> [Work to complete]: Convert the records between the lines holding "target: **flag pole**" and "142 240 L 142", inclusive, into a two-column CSV headed text and answer. Give one row per record, quote each field, and replace line breaks with spaces.

[Stored data]
==============================
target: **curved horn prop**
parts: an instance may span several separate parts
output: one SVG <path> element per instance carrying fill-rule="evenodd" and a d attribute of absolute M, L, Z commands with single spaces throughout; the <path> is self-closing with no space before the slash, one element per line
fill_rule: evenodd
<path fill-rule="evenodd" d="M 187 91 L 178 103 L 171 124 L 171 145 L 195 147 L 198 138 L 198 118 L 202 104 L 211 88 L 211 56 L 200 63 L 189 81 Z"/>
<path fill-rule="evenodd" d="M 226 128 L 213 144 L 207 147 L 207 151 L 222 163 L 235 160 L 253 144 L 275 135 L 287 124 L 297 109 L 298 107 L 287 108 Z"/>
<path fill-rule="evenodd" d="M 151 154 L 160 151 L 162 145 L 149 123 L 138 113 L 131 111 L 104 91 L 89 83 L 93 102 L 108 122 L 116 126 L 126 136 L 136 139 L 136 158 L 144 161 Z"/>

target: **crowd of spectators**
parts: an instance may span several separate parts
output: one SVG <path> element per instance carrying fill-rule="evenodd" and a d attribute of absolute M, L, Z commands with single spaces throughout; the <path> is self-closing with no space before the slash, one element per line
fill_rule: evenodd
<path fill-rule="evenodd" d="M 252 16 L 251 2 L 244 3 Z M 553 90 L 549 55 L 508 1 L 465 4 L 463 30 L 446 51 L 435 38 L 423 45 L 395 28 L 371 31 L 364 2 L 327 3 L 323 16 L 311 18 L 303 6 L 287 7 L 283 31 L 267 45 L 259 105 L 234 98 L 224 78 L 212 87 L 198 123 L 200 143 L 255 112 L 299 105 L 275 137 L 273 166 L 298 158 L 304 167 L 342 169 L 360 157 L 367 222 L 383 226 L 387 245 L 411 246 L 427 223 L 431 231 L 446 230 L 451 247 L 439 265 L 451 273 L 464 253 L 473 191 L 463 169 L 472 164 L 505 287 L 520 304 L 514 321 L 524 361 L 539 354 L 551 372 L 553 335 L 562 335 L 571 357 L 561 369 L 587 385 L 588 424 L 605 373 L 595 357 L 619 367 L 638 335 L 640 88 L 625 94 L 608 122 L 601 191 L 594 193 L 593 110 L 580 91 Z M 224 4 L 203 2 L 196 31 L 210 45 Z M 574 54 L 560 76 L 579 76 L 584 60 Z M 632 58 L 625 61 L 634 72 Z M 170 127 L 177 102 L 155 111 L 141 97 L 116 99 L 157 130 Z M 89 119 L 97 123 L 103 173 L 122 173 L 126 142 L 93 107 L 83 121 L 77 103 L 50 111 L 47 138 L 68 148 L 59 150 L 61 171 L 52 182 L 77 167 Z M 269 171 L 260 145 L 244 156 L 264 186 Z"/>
==============================
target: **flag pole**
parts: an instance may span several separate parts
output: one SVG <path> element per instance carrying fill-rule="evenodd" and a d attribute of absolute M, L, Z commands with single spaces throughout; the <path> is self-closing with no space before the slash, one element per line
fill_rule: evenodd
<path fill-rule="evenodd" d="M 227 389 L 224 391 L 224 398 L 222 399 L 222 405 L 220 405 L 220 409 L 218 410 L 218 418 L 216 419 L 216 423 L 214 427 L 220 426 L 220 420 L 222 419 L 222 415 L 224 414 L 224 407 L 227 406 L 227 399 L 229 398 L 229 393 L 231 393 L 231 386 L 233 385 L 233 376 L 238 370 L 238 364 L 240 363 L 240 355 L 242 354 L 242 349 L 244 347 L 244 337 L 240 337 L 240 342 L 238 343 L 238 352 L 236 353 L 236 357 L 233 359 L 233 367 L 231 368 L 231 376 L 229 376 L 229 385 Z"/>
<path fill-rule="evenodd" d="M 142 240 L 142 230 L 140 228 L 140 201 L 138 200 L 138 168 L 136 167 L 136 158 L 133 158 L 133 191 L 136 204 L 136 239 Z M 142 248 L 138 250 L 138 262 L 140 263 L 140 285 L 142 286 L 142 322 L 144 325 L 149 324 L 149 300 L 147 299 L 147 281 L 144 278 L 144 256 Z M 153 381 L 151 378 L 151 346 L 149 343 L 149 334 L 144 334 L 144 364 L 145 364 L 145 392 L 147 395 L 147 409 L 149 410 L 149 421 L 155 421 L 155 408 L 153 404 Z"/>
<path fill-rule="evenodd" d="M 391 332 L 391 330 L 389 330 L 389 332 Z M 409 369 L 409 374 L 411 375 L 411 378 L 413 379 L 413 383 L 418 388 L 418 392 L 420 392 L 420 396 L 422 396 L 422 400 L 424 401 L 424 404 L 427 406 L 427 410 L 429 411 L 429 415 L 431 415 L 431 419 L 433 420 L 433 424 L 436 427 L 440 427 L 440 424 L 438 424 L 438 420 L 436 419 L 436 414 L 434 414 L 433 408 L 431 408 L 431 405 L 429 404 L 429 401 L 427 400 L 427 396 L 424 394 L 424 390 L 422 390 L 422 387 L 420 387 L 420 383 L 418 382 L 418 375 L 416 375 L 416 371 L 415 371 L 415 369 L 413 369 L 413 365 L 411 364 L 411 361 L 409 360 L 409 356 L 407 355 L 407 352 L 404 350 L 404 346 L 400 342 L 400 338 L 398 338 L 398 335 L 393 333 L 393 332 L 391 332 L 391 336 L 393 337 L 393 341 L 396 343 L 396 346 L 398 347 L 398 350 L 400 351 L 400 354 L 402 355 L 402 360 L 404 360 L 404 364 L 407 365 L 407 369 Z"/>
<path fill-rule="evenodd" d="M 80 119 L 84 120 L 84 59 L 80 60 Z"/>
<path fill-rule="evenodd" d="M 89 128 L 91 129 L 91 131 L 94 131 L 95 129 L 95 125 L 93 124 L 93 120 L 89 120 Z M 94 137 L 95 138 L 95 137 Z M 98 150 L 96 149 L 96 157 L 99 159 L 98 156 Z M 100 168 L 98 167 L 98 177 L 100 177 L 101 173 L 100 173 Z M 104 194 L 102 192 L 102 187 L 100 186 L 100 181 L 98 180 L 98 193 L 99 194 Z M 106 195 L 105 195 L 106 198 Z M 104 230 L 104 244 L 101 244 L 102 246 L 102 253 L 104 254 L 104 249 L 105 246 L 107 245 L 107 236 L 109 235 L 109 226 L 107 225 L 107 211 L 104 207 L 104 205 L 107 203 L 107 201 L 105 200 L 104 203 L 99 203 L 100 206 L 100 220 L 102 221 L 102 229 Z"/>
==============================
> [In response]:
text,answer
"target: **flag pole** parts: an instance may span several separate parts output: one SVG <path> element per instance carrying fill-rule=""evenodd"" and a d attribute of absolute M, L, Z commands with single spaces throughout; the <path> is self-closing with no space before the slash, one element per line fill_rule: evenodd","<path fill-rule=""evenodd"" d=""M 227 389 L 224 391 L 224 398 L 222 399 L 222 405 L 220 405 L 220 409 L 218 410 L 218 418 L 216 419 L 216 423 L 214 427 L 220 426 L 220 420 L 222 419 L 222 415 L 224 414 L 224 407 L 227 406 L 227 399 L 229 398 L 229 393 L 231 393 L 231 386 L 233 385 L 233 376 L 238 370 L 238 364 L 240 363 L 240 355 L 242 354 L 242 349 L 244 347 L 244 337 L 240 337 L 240 342 L 238 343 L 238 352 L 236 353 L 236 357 L 233 359 L 233 367 L 231 368 L 231 376 L 229 376 L 229 385 Z""/> <path fill-rule=""evenodd"" d=""M 142 240 L 142 230 L 140 228 L 140 201 L 138 200 L 138 168 L 136 167 L 136 158 L 133 158 L 133 191 L 136 204 L 136 239 Z M 142 248 L 138 250 L 138 262 L 140 263 L 140 285 L 142 286 L 142 322 L 144 325 L 149 324 L 149 300 L 147 299 L 147 281 L 144 278 L 144 256 Z M 153 381 L 151 378 L 151 346 L 149 343 L 149 334 L 144 334 L 144 364 L 145 364 L 145 392 L 147 395 L 147 409 L 149 410 L 149 421 L 155 421 L 155 408 L 153 404 Z""/>"